[Photo-based referring expression data]
────────

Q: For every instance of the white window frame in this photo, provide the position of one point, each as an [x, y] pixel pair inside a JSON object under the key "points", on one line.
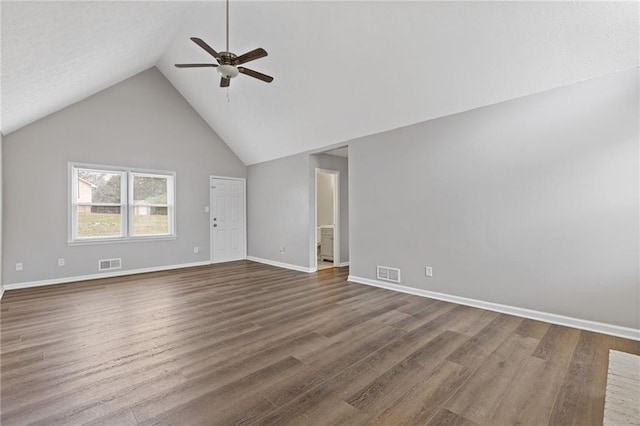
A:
{"points": [[126, 204]]}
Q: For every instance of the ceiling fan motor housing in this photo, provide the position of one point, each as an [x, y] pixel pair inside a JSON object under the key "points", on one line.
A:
{"points": [[226, 69]]}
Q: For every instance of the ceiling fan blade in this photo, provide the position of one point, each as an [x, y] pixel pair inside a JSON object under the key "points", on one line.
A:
{"points": [[255, 74], [206, 47], [195, 65], [250, 56]]}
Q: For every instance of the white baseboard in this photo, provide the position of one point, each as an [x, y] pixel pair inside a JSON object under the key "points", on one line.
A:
{"points": [[598, 327], [119, 273], [281, 264]]}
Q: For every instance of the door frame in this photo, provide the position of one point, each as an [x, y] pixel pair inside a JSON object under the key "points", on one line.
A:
{"points": [[336, 217], [244, 215]]}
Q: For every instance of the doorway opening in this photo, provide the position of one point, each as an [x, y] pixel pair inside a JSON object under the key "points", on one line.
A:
{"points": [[327, 218]]}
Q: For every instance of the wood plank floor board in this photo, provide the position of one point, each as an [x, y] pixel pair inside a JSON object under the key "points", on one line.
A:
{"points": [[497, 372], [246, 343], [415, 368]]}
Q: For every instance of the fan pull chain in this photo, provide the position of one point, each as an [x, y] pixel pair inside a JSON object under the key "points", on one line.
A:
{"points": [[228, 26]]}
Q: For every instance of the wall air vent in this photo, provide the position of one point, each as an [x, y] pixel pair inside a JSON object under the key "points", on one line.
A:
{"points": [[389, 274], [108, 264]]}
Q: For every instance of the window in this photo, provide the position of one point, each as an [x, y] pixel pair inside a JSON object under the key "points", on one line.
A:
{"points": [[120, 204]]}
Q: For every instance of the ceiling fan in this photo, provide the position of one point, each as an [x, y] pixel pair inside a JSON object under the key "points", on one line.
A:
{"points": [[228, 63]]}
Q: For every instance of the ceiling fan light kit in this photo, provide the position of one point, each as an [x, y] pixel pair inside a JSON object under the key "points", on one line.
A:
{"points": [[228, 62]]}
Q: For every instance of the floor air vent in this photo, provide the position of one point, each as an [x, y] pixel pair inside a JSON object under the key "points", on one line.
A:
{"points": [[107, 264], [389, 274]]}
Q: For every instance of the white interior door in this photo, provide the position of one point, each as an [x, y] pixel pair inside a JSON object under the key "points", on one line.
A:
{"points": [[228, 240]]}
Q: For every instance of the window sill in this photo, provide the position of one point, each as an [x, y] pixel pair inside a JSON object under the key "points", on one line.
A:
{"points": [[121, 240]]}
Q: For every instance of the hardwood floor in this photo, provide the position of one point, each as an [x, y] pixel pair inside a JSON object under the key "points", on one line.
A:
{"points": [[245, 343]]}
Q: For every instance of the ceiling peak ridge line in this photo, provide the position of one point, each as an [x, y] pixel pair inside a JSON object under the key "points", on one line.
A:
{"points": [[227, 62]]}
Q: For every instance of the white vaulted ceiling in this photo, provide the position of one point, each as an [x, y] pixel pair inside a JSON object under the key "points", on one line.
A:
{"points": [[342, 69]]}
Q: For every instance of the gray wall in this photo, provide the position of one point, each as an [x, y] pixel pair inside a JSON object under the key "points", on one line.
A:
{"points": [[530, 203], [1, 280], [340, 164], [142, 122], [278, 210], [280, 204]]}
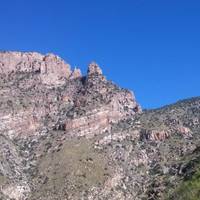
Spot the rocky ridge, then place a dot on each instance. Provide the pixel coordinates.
(69, 136)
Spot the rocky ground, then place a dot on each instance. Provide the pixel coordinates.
(65, 136)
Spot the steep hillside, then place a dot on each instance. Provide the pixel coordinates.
(68, 136)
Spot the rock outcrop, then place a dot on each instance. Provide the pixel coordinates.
(64, 135)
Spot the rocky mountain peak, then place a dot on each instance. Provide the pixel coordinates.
(68, 136)
(76, 73)
(94, 69)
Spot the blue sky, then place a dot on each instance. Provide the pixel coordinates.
(149, 46)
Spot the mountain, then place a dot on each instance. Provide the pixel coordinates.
(65, 136)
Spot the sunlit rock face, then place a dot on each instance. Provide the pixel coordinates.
(51, 68)
(64, 135)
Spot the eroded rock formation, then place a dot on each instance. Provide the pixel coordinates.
(68, 136)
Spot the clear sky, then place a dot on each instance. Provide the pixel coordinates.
(149, 46)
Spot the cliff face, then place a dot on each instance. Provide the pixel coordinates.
(68, 136)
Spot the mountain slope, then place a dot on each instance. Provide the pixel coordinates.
(68, 136)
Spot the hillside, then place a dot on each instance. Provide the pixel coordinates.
(69, 136)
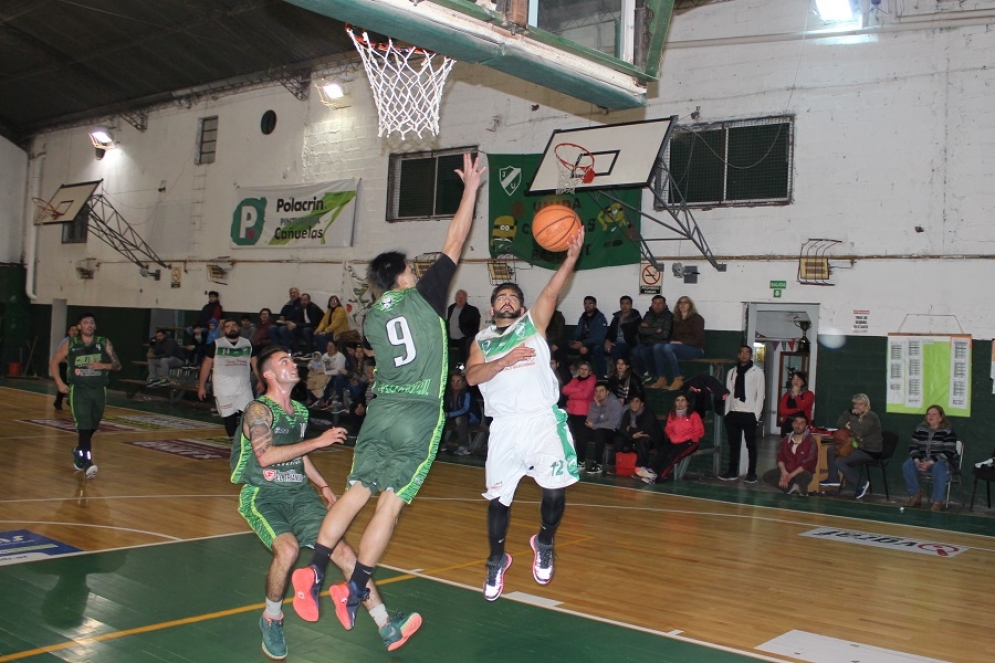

────────

**PROBLEM DETAILS:** Every record is to be reproduced exactly, with no pictures included.

**RESPONSE TO THE EXERCISE:**
Q: For every instance of the white window frame in this photo, provide the position of one point, each as an [x, y] pixel pair inside a JSON object under the key "points", on one line.
A:
{"points": [[126, 204]]}
Q: For every instance of the ceiling fan motor housing in this photo, provide the position of one point, each as an [x, y] pixel pair inside a JSON object under the key "points", on one line.
A:
{"points": [[226, 69]]}
Q: For every instance of the ceiling fan blade in this photo, provide the position of one point, each as an [x, y] pixel pair inside a JSON object under the key "points", on one line.
A:
{"points": [[255, 74], [206, 47], [195, 65], [250, 56]]}
Q: For every instance of the white baseboard in this photo, provide the position of one point, each as an [x, y] pixel pair inside a JSON object under the key "points", on one line.
A:
{"points": [[598, 327], [119, 273], [281, 264]]}
Q: For every instance of the door frame in this photo, provide the position of one point, each as an [x, y] pixel pair inside a JSON object under the key "points", on one line.
A:
{"points": [[336, 217], [244, 215]]}
Q: For every instance of the doorway opening in this photo, provide the position of one point, each as an [x, y] pixel pair inside a JSON object under the key "points", on one line.
A:
{"points": [[327, 218]]}
Q: For every instance of the wood plank floor board in this photo, provide the position of one point, each as an [x, y] pixel pair inside a JSON object under the key "points", on one line.
A:
{"points": [[497, 372], [246, 343], [415, 368]]}
Q: For every instance of the fan pull chain in this photo, provide the position of one point, each as an [x, y] pixel pair inside a JSON object under the key "points", on one line.
A:
{"points": [[228, 26]]}
Q: For every instance of the wall air vent in this photo, provide the position of one point, each as an [x, y] pixel pair inside a JSON object under the key "points", on one line.
A:
{"points": [[389, 274], [108, 264]]}
Q: For every instance of the window in this photo, provide the position of one point, each as an [x, y] pixel pair inside a JSON object under the key "points", on one line.
A:
{"points": [[120, 204]]}
Q: For every instance of the ceiling fan in this photo, provide the position of one point, each as an [x, y] pixel pair inside a JSON object under the key "points", on one line.
A:
{"points": [[228, 63]]}
Q: For every instance of the ceiling fan light kit in this photo, provide the position of one point, each as an [x, y] pixel pair inside a JSON object under the key "points", on one line.
A:
{"points": [[228, 62]]}
Q: For every instance of the floor air vent in this photo, provide the position of one point, each as an [x, y] pixel pair inside a JSON object under the key "points", on one line.
A:
{"points": [[107, 264], [389, 274]]}
Q: For every instance of the white interior door in this photo, provide the position of one point, each as an [x, y] pixel pair inside a JSON object under the key "points", on one line.
A:
{"points": [[228, 240]]}
Q: For every instance of the window sill in this photo, provide the position of one point, each as an [x, y] pixel pair inside a JSON object under the key "points", on one line.
A:
{"points": [[121, 240]]}
Q: For every instance of the hardwood floor in this photo, provide the position of one point, each as an [x, y] pixel pair inside a JSON object under the key "points", on one line.
A:
{"points": [[245, 343]]}
Q: For every instance of the ceiling peak ridge line in this photo, provide the position of one point, each as an [x, y] pixel pair inside a JSON object under the key "points", on one line.
A:
{"points": [[227, 62]]}
Q: For every instance of the white vaulted ceiling in this photo, provide the position of one point, each as an [x, y] pixel pair inside a JSON object under the key "points", on one line.
A:
{"points": [[342, 69]]}
Q: For every instance of the gray wall in this photo, provide the position of one point, each as an [x, y] pixel pair inside a JSON object under the key "points", on one line.
A:
{"points": [[530, 203], [1, 280], [340, 164], [142, 122], [278, 210], [280, 204]]}
Spot the rocky ridge, then place a dot on each instance. Provide the pixel coordinates.
(69, 136)
Spot the rocky ground, then place a dot on each instance. Provide the pixel coordinates.
(65, 136)
Spot the steep hillside, then place a dot on each instance. Provide the pixel coordinates.
(68, 136)
Spot the rock outcrop, then place a dot on each instance. Provide the pixel coordinates.
(64, 135)
Spot the rocky mountain peak, then place a dot on each instance. Provide the pixel coordinates.
(68, 136)
(76, 73)
(94, 69)
Spot the blue sky, then place a dot on each instance. Provide the pixel coordinates.
(149, 46)
Spot the mountain, then place a dot on each instance. Provide the pixel coordinates.
(65, 136)
Spot the sunlit rock face, then place a dot on each instance. Provide the pixel coordinates.
(51, 68)
(64, 135)
Spot the eroded rock formation, then place a dot on each instance. Provide the pixel coordinates.
(68, 136)
Spot the clear sky, then place a dot on each instance. Provide the pixel coordinates.
(149, 46)
Spot the cliff face, then place a dot on each instance. Provide the pixel coordinates.
(68, 136)
Spot the mountain slope, then place a dot on each instance. Provide the pixel coordinates.
(68, 136)
Spot the hillside, then place a dot on each instance. Provide the pixel coordinates.
(69, 136)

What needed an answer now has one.